**Assigned task 1:** In the Verticall alignment tree workflow page below, where do sample names come from?
**Assigned task 2:** According to the Verticall alignment tree workflow page below, why is this workflow less sensitive than the distance tree workflow or Gubbins? Answer in one to three sentences.
**Assigned task 3:** Pick up the Verticall alignment tree workflow page below after its last requirement and write what comes next.

**Passage provided:**

Skip to content

Alignment tree workflow

Ryan Wick edited this page May 30, 2023 · 3 revisions

This page described how to use Verticall to produce a distance-based tree. This workflow is best suited to collections of closely related isolates which are too large for Gubbins.

Some key points about the alignment tree workflow:

  • It requires a whole-genome pseudo-alignment, and is thus better suited to closely-related groups of isolates. If your isolates are diverse, consider using the distance tree workflow instead.
  • It is fast and scales well with the number of isolates: O(n). So this workflow is suitable for very large datasets containing thousands of isolates.
  • It filters out recombination in only one way: by painting the contigs and ignoring horizontal parts relative to a reference. This means it is not as sensitive as the distance tree workflow or Gubbins.

Requirements

  • An assembly for each of your genomes in FASTA format.
    • Put this in a single directory (the instructions below assume this directory is named assemblies).
    • Sample names are taken from the assembly filenames: e.g. Sample_123.fasta is good, assembly.fasta is bad.
    • The assemblies cannot contain ambiguous bases. You can use Verticall repair to split contigs at ambiguous bases if necessary.
    • Good assemblies (e.g. with a big N50) are better, but fragmented assemblies are okay.
  • A reference sequence in FASTA format.
    • The reference must contain only one sequence and cannot contain ambiguous bases.
  • A whole-genome pseudo-alignment in FASTA format.
    • This must include the reference sequence as well as each isolate.
    • The reference sequence name in the alignment must match the reference sequence filename. E.g. if your reference sequence filename is reference.fasta then the alignment must contain >reference.

**Saved data entries:**
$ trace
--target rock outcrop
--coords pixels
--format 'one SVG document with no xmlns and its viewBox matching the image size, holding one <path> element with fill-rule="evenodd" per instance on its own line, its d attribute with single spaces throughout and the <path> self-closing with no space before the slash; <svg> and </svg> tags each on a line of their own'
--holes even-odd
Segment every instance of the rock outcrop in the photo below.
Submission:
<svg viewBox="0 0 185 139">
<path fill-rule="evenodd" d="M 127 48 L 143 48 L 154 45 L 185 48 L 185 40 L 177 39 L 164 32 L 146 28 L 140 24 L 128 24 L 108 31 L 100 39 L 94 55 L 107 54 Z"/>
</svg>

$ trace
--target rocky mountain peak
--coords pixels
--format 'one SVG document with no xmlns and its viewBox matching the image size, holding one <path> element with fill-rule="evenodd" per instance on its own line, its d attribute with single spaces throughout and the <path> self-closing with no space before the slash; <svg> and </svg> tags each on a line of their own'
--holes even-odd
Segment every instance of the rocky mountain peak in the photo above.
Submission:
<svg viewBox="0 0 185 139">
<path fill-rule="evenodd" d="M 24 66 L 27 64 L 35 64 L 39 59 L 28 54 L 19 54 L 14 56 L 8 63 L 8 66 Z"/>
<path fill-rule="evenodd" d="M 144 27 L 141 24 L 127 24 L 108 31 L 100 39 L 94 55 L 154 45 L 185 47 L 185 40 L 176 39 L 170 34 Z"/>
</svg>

**Expected output 1:** They are taken from the assembly filenames.

**Expected output 2:** It filters out recombination in only one way, by painting the contigs and ignoring horizontal parts relative to a reference. The page says this is why it is not as sensitive as the distance tree workflow or Gubbins.

**Expected output 3:**
    • The alignment must span the full reference sequence – i.e. both variant and invariant sites must be included.
    • If you have reads for your genomes, a clean.full.aln alignment file from Snippy works well.
    • If you don't have reads for your genomes, you can use the generate_ska_alignment.py script in Gubbins.

Step 1: pairwise comparisons

This Verticall pairwise command will perform pairwise comparisons of each assembly to the reference:

verticall pairwise -i assemblies -o verticall.tsv -r reference.fasta

Unlike in the distance tree workflow, this will not perform all pairwise comparisons between assemblies. This means it scales O(n) with the number of assemblies, so it should be fast even for large collections.

Step 2: masked alignment

This Verticall mask command will mask horizontal regions and unaligned regions in the pseudo-alignment:

verticall mask -i verticall.tsv -a alignment.fasta -o masked_alignment.fasta

If you want to exclude the reference genome from the masked aligned, use --exclude_reference. If you want to exclude invariant sites from the alignment (can make tree-building faster for big collections), use --exclude_invariant.

Step 3: tree

Here's a minimal tree-building command with IQ-TREE:

iqtree2 -s masked_alignment.fasta

RAxML-NG and FastTree are other options.